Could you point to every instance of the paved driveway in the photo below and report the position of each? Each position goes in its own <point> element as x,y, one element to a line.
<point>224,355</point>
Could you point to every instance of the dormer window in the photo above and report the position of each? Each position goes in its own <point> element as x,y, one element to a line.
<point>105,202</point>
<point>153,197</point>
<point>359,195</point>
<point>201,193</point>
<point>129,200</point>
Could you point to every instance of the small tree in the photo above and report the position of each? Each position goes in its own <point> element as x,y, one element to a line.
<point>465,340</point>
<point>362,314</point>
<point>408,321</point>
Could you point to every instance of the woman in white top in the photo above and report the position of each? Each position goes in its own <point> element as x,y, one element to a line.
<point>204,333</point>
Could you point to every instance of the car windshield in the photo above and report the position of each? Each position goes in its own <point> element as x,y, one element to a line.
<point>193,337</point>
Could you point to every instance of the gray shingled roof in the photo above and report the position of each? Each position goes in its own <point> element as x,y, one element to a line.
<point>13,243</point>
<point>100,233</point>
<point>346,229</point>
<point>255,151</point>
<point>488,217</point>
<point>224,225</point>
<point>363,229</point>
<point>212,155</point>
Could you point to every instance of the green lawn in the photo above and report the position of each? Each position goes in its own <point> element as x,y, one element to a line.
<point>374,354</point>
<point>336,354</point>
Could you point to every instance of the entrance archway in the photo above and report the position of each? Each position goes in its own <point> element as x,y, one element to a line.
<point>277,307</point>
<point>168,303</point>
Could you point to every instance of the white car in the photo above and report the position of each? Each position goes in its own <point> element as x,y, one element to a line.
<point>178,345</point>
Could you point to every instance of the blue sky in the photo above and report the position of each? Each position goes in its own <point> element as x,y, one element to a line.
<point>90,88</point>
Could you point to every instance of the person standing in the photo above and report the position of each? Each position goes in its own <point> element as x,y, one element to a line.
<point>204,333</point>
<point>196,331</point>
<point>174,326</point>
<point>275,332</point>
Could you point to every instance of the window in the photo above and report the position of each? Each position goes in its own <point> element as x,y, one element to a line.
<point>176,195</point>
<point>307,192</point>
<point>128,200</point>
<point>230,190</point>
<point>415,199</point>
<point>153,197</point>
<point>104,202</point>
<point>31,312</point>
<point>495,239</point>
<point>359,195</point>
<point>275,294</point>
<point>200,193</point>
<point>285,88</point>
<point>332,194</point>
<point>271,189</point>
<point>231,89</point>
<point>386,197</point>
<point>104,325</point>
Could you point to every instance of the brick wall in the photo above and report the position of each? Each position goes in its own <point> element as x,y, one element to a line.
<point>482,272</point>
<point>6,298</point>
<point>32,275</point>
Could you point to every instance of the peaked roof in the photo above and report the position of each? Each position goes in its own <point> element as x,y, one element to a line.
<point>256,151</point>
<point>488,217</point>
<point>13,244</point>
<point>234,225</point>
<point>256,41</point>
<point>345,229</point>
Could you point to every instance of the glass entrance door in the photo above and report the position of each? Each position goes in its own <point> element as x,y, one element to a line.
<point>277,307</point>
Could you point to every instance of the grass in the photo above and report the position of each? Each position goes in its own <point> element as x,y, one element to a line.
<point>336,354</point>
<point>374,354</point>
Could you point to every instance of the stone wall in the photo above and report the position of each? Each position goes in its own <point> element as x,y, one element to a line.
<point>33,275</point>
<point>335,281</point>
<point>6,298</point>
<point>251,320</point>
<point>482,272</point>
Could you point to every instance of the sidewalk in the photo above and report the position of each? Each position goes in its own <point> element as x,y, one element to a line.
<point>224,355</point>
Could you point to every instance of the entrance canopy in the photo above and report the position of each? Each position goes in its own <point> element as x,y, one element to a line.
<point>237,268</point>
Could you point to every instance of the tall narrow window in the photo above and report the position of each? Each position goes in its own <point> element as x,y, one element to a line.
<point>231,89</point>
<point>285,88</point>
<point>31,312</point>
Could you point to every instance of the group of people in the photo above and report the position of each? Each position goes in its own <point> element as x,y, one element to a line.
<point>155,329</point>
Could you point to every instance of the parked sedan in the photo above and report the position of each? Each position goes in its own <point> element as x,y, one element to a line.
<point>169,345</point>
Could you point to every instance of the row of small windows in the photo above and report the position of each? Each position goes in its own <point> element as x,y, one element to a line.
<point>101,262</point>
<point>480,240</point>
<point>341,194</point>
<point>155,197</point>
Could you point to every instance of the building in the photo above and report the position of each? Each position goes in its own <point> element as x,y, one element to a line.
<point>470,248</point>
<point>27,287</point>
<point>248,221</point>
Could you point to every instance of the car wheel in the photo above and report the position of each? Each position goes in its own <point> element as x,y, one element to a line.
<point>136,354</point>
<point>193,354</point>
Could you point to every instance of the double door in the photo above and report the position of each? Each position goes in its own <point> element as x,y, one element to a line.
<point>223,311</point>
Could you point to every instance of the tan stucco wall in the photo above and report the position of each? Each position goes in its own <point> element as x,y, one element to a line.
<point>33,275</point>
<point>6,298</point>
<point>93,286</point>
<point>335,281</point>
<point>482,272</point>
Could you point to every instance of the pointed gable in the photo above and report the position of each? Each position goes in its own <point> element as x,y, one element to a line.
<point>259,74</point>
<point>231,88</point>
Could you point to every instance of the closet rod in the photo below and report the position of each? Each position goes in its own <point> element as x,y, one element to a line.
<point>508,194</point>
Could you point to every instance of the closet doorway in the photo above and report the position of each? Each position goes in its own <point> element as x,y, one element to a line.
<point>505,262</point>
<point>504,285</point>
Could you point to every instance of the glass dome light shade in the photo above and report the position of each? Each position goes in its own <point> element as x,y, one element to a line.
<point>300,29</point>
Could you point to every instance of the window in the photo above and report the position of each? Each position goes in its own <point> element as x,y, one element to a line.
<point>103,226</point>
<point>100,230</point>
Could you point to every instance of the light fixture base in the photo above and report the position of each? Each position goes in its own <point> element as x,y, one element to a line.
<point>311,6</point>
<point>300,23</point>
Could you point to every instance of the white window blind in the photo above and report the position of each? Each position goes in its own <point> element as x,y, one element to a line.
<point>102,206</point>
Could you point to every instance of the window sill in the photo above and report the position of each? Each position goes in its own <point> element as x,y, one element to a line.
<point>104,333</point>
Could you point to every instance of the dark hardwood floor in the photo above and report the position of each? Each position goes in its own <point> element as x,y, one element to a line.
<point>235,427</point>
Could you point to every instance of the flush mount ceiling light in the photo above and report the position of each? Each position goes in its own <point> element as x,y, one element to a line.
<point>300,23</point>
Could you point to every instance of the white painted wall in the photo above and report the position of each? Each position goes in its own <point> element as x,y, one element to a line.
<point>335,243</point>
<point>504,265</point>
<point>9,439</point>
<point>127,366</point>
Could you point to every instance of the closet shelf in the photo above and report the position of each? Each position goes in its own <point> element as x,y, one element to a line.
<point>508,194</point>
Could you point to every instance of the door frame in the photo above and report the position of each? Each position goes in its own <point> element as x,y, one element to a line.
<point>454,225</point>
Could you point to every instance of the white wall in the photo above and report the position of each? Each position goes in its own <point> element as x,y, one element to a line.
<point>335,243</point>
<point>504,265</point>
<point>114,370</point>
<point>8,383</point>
○ ○ ○ ○ ○ ○ ○
● OBJECTIVE: Rewrite all the records above, changing "report the position of each" to "state the position of each" wherever it occurs and leaving every other word as it is.

● FINISHED TASK:
Could you point to every instance of the paved driveway in the photo below and state the position of each? Each position goes in its own <point> element as x,y, one element to a line.
<point>224,355</point>
Could you point to every instance of the dormer window in the photo above and state the position of each? Each position goes in its own <point> element as x,y, one element to a line.
<point>105,202</point>
<point>153,197</point>
<point>359,195</point>
<point>201,193</point>
<point>129,200</point>
Could you point to every instance of the small tree in the photo above and state the position of each? Each position goes in its own <point> element as x,y, one element to a line.
<point>465,340</point>
<point>362,314</point>
<point>408,321</point>
Could you point to every instance of the woman in white top in the photo above and state the position of each? Each position goes in its own <point> element as x,y, one element to a line.
<point>204,333</point>
Could you point to every instance of the car windshield in the photo above and state the position of each? Each position goes in its own <point> element as x,y, one element to a line.
<point>193,337</point>
Could you point to every instance of the gray shingled roof in the photo above and state the position of each? Each position goes in its own <point> element as x,y, one element to a line.
<point>13,243</point>
<point>100,233</point>
<point>346,229</point>
<point>255,151</point>
<point>488,217</point>
<point>224,225</point>
<point>363,229</point>
<point>212,155</point>
Could you point to every instance of the green lawn in the photo above and state the position of each? Each position goes in its own <point> element as x,y, one element to a line.
<point>374,354</point>
<point>336,354</point>
Could you point to every instance of the entrance archway in the photo above and state the position of each? Each position goes in its own <point> element as x,y, one element to a line.
<point>277,307</point>
<point>168,303</point>
Could you point to every instance of the white car in the photo above and state the position of each? Each position goes in its own <point> element as x,y, one element to a line.
<point>178,345</point>
Could you point to every instance of the blue sky in the photo above and state the position of each? Each position goes in its own <point> element as x,y, one element to a line.
<point>90,88</point>
Could you point to every instance of the person standing in the photo above and state the position of each? Each position goes in its own <point> element as x,y, one element to a line.
<point>204,333</point>
<point>196,331</point>
<point>174,326</point>
<point>275,332</point>
Could you point to every instance of the window in the photo above and state the position of each? Each position goes in its own <point> element as x,y, one element to a line.
<point>176,195</point>
<point>307,192</point>
<point>128,200</point>
<point>230,190</point>
<point>415,199</point>
<point>153,197</point>
<point>104,202</point>
<point>31,312</point>
<point>495,239</point>
<point>359,195</point>
<point>275,294</point>
<point>200,193</point>
<point>285,88</point>
<point>332,194</point>
<point>271,189</point>
<point>231,89</point>
<point>386,197</point>
<point>104,325</point>
Could you point to every instance of the brick wall in the photo above and state the position of each? Each position goes in its own <point> element as x,y, one element to a line.
<point>482,272</point>
<point>6,298</point>
<point>32,275</point>
Could you point to every instance of the peaked roof in the photo above and state the position of each? Each position goes in its own <point> element as x,y, one element to a line.
<point>256,151</point>
<point>488,217</point>
<point>13,244</point>
<point>234,225</point>
<point>256,41</point>
<point>345,229</point>
Could you point to every instance of the glass entrance door in the photo above and state the position of each? Each position goes in its own <point> element as x,y, one element to a line.
<point>277,307</point>
Could you point to every instance of the grass in the photo above and state the position of each? Each position goes in its own <point> element as x,y, one element to a line.
<point>336,354</point>
<point>374,354</point>
Could you point to every instance of the stone wall in the photo above and state the position of each? Each position goes in its own <point> element as x,y, one element to a line.
<point>33,275</point>
<point>335,281</point>
<point>6,298</point>
<point>251,320</point>
<point>482,272</point>
Could you point to every instance of the sidewalk in the photo above and state the position of each? Each position goes in its own <point> element as x,y, one element to a line.
<point>224,355</point>
Could you point to every instance of the entrance canopy in the photo above and state the position of each? Each position goes in its own <point> element as x,y, one element to a line.
<point>237,268</point>
Could you point to every instance of the tall narrow window in the photo above and state the position of each? Each position goes in its own <point> element as x,y, one element to a line.
<point>231,89</point>
<point>285,88</point>
<point>31,312</point>
Could you point to every instance of the group of people in the photo above and state the position of each? Each position goes in its own <point> element as x,y, one element to a line.
<point>155,329</point>
Could you point to every instance of the parked sedan in the photo above and state the position of each? Each position goes in its own <point> element as x,y, one element to a line.
<point>169,345</point>
Could you point to every instance of the row of small windows in the photo above and state the position of each? Each position goes in its own <point> element as x,y, one element to a line.
<point>101,262</point>
<point>480,240</point>
<point>341,194</point>
<point>155,197</point>
Could you point to every instance of the building in the photo above and state the position of each? Each position goes in its own <point> element as x,y, one element to a line.
<point>470,248</point>
<point>27,287</point>
<point>248,221</point>
Could you point to every instance of the car wheel in the photo above and state the position of each? Each position goes in its own <point> element as x,y, one element to a line.
<point>136,354</point>
<point>193,354</point>
Could you point to every instance of the double door in the photo above and state the position of each? Each position goes in its own <point> element as x,y, one element to a line.
<point>223,311</point>
Could you point to every instance of the tan stucco wall in the photo above and state the position of each? Each position goes in its own <point> element as x,y, one element to a line.
<point>33,275</point>
<point>6,298</point>
<point>93,286</point>
<point>335,281</point>
<point>482,272</point>
Could you point to every instance of the pointed gable in the photo above and state the position of each? Each position goes in its own <point> element as x,y, one element to a line.
<point>259,74</point>
<point>231,88</point>
Could you point to every instance of the closet rod in the photo below and state the position of each? Each position goes in its own <point> element as x,y, one element to a line.
<point>508,194</point>
Could you point to every instance of the closet doorway in the photo above and state the position of each? Each position goes in its own <point> element as x,y, one element to a line.
<point>505,262</point>
<point>504,285</point>
Could you point to every instance of the glass dome light shade in the photo above and state the position of each? Each position goes in its own <point> element as x,y, one element to a line.
<point>300,29</point>
Could you point to every instance of the window in the photo above and state the position of each? Each position goes in its own <point> element as x,y, one element to a line.
<point>103,226</point>
<point>100,230</point>
Could you point to every instance of the light fixture base in the photo above and state the position of each? Each position goes in its own <point> element as x,y, one element to a line.
<point>311,6</point>
<point>300,23</point>
Could you point to every instance of the white window blind in the photo above and state the position of each? Each position goes in its own <point> element as x,y, one element to a line.
<point>102,206</point>
Could you point to every instance of the window sill in the photo above and state the position of each? Each position goes in its own <point> element as x,y, one element to a line.
<point>104,333</point>
Could you point to every instance of the dark hardwood floor in the photo above and state the position of each? Each position goes in its own <point> element as x,y, one element to a line.
<point>235,427</point>
Could you point to every instance of the flush mount ceiling light in the photo above and state the position of each? Each position goes in its own <point> element as x,y, one element to a line.
<point>300,23</point>
Could you point to every instance of the white painted wall in the photo above and state the position of each? Each position goes in its own <point> element as x,y, one element to a line.
<point>335,243</point>
<point>504,265</point>
<point>9,439</point>
<point>127,366</point>
Could you point to every instance of the closet shelf in the photo above and state the position of each? Each position goes in its own <point> element as x,y, one element to a line.
<point>508,194</point>
Could you point to every instance of the door frame in the photo above and state the position of each? Each position goes in its own <point> element as x,y, one element to a line.
<point>454,225</point>
Could you point to every instance of the white wall in the photo above and state the position of each? Each position goes in its own <point> element as x,y, one element to a line.
<point>335,243</point>
<point>504,265</point>
<point>114,370</point>
<point>8,383</point>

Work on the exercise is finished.